:: Passage to read

I have a double value which is getting updated in a loop, the increment is about 0.0001
, when I am trying to print it with cout, nothing is being printed. Whereas when I use printf("%lf", value)
, it gets printed easily. Why am I getting such behaviour ?
For eg.
I access the variable using a class object called var
, as I have stored all variables in a header file, under the class var
.
Like
variables.h
class varibles {
public:
double t;
// other variables too
};
This code below produces the right output for every updated value of var.t
For eg.
0.00001 secs
0.00002 secs
0.00003 secs
Heap.cpp
#include <bits/stdc++.h>
#include "variables.h"
#include "Heap.h"
#include "Move.h"

::::

Tasks:
(1) Summarize the question about printing a double with cout in two sentences.
(2) In the question about printing a double, which call prints the value easily?
(3) Go on with the question about printing a double, picking up right after its last line.

:: Data rows

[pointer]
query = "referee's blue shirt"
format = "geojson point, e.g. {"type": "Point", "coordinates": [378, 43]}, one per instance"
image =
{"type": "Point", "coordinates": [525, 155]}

::::

Answer set:
(1) A double value updated in a loop by about 0.0001 at a time prints nothing through cout, yet it prints easily through printf("%lf", value), and the asker wants to know why. The variable is stored as the member t of a class declared in a header file and is reached through a class object called var.

(2) The call printf("%lf", value) prints it easily.

(3)
void Heap::Heaps(variable &var) { // var is passed from main code
for (condition) {
// code
var.t = var.t + var.dt; // t gets updated only here
printf("%lf secs \n", var.t);
// code
}
}
Whereas on using the code below it does not print anything, neither the value nor secs
.
Heap.cpp
#include <bits/stdc++.h>
#include "variables.h"
#include "Heap.h"
#include "Move.h"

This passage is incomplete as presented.